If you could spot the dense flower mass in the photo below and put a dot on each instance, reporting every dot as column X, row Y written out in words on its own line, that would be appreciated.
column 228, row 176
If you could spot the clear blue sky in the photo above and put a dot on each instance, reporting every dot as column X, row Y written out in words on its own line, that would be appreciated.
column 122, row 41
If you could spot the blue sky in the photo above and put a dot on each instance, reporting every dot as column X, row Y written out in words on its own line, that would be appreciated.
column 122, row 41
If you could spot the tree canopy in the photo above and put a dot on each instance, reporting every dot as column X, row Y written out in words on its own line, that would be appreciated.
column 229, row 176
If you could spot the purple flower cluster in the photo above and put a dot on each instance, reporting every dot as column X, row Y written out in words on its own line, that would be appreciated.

== == ==

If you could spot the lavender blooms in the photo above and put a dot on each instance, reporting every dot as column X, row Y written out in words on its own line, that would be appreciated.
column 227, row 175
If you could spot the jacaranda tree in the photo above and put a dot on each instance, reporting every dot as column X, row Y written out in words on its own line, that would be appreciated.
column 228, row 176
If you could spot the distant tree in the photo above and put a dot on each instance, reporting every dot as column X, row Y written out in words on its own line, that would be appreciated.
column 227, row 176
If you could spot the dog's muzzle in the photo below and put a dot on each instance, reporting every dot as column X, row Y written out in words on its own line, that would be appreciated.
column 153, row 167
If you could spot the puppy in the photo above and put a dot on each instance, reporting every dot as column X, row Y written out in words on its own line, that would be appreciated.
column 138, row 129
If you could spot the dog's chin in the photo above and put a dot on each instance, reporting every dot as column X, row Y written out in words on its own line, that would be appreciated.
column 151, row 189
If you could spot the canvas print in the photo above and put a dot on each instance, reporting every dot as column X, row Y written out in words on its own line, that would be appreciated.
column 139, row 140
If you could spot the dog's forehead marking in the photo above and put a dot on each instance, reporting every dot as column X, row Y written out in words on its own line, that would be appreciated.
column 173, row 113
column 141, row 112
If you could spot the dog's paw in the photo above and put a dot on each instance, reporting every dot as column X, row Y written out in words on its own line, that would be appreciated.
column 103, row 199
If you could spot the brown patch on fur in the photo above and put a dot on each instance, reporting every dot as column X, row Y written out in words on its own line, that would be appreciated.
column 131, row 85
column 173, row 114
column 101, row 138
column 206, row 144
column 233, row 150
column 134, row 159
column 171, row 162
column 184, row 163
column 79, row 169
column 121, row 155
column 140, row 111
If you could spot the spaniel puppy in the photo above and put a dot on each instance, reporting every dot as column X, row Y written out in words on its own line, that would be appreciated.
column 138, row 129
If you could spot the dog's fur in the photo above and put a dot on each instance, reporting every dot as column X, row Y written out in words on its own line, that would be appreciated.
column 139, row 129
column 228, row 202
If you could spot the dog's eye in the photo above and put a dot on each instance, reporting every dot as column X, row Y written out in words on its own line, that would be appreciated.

== == ==

- EXERCISE DIRECTIONS
Everything above from the line containing "If you could spot the dog's paw" through the line containing "If you could spot the dog's eye" must be copied exactly. Nothing outside that range belongs in the answer.

- YOUR SOLUTION
If you could spot the dog's paw in the photo above and put a dot on each instance, reporting every dot as column X, row Y written out in words on its own line, that would be appreciated.
column 103, row 199
If you could spot the brown patch on fur in the photo above and put a dot on each instance, reporting every dot as column X, row Y written out in words on its own line, that would be appreciated.
column 131, row 85
column 173, row 114
column 101, row 138
column 206, row 144
column 233, row 150
column 134, row 159
column 171, row 162
column 184, row 163
column 79, row 169
column 121, row 155
column 140, row 111
If you could spot the spaniel puppy in the photo above and put a dot on each instance, reporting every dot as column X, row Y written out in words on its own line, that would be appreciated.
column 138, row 129
If you could spot the dog's fur in the photo above and put a dot on each instance, reporting every dot as column X, row Y written out in words on its own line, that would be appreciated.
column 139, row 129
column 228, row 202
If you could spot the dog's eye in the photo above and put a dot on each instance, reporting every dot as column X, row Y written out in words on its own line, that would be appreciated.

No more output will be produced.